--- Start Data lines ---
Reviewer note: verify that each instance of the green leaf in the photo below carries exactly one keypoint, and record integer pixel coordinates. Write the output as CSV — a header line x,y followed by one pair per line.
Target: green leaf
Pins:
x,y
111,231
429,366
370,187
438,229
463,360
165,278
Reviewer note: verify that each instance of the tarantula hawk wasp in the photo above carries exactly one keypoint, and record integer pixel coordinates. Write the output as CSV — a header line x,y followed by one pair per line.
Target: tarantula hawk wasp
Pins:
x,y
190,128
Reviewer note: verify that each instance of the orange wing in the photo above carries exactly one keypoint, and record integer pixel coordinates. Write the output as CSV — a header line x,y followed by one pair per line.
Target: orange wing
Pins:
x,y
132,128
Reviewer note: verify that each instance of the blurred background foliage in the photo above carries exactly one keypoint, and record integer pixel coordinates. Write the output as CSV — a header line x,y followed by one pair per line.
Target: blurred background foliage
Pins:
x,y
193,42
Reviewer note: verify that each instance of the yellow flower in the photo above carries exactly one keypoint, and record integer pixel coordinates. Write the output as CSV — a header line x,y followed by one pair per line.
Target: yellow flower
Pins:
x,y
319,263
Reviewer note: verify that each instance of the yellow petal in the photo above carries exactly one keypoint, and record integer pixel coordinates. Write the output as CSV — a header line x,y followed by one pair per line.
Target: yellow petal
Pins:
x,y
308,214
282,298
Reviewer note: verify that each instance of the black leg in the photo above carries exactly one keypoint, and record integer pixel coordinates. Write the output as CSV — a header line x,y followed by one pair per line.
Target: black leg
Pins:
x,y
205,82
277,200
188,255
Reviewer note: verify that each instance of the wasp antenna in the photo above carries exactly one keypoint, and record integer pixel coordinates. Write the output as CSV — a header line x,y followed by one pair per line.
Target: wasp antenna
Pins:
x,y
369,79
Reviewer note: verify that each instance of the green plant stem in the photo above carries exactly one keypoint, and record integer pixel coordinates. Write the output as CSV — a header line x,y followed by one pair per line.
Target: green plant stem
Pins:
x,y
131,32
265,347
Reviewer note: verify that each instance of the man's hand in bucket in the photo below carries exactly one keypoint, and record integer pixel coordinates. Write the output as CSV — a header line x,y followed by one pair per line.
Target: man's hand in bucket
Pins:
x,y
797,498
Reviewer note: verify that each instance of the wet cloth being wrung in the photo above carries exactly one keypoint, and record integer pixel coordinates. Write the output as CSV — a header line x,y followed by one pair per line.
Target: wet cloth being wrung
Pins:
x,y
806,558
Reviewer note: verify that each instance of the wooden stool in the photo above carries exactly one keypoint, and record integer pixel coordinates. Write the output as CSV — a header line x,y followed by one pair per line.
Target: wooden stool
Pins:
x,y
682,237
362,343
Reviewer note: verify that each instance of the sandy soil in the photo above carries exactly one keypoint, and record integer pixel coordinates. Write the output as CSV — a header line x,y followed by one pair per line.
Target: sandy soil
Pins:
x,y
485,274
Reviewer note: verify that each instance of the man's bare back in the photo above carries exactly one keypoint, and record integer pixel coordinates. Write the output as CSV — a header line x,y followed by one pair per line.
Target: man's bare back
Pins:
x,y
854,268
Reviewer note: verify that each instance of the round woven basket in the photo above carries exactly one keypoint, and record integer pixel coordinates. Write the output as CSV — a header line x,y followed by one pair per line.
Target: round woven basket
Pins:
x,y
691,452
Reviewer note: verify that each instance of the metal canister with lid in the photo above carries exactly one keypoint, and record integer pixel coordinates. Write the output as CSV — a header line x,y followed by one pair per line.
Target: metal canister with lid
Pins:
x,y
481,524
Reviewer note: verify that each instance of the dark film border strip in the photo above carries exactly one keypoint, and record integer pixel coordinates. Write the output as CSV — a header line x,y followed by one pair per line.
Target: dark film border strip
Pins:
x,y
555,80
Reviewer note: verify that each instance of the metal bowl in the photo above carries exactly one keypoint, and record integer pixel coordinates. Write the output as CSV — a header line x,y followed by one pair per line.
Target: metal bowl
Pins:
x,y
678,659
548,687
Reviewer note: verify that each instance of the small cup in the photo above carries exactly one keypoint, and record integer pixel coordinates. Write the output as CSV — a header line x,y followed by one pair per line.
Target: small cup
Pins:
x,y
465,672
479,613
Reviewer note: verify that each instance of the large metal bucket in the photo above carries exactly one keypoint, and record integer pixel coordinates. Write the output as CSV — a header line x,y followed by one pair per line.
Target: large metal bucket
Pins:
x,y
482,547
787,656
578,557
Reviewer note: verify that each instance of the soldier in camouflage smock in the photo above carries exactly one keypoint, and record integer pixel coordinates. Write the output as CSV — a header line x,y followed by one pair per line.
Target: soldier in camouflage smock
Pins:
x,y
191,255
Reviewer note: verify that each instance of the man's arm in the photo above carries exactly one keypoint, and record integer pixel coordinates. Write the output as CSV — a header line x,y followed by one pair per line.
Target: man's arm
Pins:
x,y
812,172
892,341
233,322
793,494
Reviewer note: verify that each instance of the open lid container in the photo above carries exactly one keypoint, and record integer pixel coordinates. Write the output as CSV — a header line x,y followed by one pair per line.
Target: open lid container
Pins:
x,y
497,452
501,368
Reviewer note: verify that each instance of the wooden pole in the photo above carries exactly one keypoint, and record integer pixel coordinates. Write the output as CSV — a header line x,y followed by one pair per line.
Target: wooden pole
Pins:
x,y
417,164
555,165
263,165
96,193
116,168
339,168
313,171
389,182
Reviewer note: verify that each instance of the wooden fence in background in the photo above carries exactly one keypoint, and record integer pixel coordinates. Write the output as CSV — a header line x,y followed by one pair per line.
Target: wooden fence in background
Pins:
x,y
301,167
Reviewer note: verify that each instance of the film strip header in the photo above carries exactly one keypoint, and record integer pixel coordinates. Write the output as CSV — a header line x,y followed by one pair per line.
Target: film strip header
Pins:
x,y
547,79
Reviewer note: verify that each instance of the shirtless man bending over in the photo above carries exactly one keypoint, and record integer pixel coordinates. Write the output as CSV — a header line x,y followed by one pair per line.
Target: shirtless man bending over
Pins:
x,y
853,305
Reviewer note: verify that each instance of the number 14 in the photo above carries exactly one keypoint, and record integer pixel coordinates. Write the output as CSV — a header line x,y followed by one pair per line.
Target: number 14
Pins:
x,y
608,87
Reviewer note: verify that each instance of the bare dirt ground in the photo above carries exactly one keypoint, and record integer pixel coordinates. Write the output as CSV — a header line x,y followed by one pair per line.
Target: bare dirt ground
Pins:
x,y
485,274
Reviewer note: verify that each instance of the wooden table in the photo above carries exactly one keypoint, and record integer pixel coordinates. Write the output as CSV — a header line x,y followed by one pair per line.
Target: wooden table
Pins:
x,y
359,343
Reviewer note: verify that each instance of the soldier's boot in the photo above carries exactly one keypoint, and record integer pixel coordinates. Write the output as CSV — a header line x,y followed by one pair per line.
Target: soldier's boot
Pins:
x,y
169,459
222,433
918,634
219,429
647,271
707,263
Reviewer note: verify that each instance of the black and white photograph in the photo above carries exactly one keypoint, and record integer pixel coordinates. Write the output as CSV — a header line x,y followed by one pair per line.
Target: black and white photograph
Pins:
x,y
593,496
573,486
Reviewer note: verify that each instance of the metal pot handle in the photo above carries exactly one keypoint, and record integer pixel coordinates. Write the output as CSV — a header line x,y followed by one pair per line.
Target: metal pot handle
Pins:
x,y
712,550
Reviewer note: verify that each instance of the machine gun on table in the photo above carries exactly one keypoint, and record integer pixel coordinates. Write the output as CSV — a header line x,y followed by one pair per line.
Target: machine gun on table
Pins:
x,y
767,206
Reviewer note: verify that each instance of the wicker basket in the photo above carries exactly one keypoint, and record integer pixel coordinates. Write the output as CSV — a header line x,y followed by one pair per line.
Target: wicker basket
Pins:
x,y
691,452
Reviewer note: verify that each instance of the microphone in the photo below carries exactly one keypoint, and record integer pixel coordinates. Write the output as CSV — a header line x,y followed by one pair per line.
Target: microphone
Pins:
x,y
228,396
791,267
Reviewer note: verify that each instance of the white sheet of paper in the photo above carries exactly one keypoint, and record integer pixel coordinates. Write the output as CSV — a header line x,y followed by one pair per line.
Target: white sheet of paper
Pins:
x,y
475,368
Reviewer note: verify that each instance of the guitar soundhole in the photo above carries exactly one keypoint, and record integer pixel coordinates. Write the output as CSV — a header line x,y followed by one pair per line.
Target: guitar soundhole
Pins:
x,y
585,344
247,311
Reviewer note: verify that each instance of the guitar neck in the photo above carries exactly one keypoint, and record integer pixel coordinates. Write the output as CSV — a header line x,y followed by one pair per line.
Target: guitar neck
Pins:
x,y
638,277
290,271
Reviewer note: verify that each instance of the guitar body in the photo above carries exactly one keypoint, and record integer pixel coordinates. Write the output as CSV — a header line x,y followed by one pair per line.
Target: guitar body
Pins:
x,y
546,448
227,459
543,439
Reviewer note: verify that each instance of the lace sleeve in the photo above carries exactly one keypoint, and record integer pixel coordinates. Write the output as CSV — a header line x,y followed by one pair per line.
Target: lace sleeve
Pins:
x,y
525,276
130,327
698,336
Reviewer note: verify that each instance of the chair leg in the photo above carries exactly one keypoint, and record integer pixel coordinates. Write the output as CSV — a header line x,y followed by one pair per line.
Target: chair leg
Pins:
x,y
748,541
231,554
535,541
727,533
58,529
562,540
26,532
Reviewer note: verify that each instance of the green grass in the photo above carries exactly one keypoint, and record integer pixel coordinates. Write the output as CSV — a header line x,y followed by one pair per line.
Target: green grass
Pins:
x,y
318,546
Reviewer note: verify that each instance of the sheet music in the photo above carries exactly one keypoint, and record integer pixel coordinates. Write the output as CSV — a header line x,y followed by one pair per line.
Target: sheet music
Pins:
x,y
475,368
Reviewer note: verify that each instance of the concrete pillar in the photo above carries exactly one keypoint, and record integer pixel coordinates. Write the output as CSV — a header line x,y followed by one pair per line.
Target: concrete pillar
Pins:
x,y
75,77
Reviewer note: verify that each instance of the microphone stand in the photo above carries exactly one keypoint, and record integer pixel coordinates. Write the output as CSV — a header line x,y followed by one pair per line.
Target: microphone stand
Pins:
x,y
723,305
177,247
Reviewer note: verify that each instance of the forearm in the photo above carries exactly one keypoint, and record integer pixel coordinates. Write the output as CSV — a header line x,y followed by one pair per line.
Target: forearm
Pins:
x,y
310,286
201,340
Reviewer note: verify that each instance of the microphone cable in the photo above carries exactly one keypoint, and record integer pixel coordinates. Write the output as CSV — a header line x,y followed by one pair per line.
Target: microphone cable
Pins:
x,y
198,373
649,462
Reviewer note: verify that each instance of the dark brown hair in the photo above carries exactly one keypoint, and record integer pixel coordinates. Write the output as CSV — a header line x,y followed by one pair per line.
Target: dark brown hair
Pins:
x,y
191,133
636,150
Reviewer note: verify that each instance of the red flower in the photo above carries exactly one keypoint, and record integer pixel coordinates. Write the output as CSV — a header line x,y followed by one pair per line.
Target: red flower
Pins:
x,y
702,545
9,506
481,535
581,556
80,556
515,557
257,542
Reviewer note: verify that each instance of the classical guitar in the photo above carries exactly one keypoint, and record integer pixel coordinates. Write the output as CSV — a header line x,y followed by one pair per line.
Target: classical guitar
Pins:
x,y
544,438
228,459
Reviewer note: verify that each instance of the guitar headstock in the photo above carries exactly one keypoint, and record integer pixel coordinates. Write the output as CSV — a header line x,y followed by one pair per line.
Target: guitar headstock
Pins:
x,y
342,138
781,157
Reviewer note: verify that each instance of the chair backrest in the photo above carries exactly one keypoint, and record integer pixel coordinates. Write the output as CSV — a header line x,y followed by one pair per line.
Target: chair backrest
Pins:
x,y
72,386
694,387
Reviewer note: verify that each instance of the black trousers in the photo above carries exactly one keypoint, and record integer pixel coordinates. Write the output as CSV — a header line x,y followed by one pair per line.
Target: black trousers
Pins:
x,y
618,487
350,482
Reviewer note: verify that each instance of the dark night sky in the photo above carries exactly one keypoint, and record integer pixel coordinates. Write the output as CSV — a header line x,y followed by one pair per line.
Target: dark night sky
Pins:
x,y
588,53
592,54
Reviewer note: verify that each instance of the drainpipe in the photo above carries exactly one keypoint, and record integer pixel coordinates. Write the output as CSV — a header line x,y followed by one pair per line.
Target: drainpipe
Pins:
--- End Data lines ---
> [Objective]: Reproduce, character for character, everything from the line containing "Reviewer note: verify that each instance of the drainpipe" down to the last line of the items above.

> [Solution to this problem]:
Reviewer note: verify that each instance of the drainpipe in the photo above carries exactly one keypoint, and record integer pixel coordinates. Write the output as CSV — a header line x,y followed by one pair per line.
Target: drainpipe
Pins:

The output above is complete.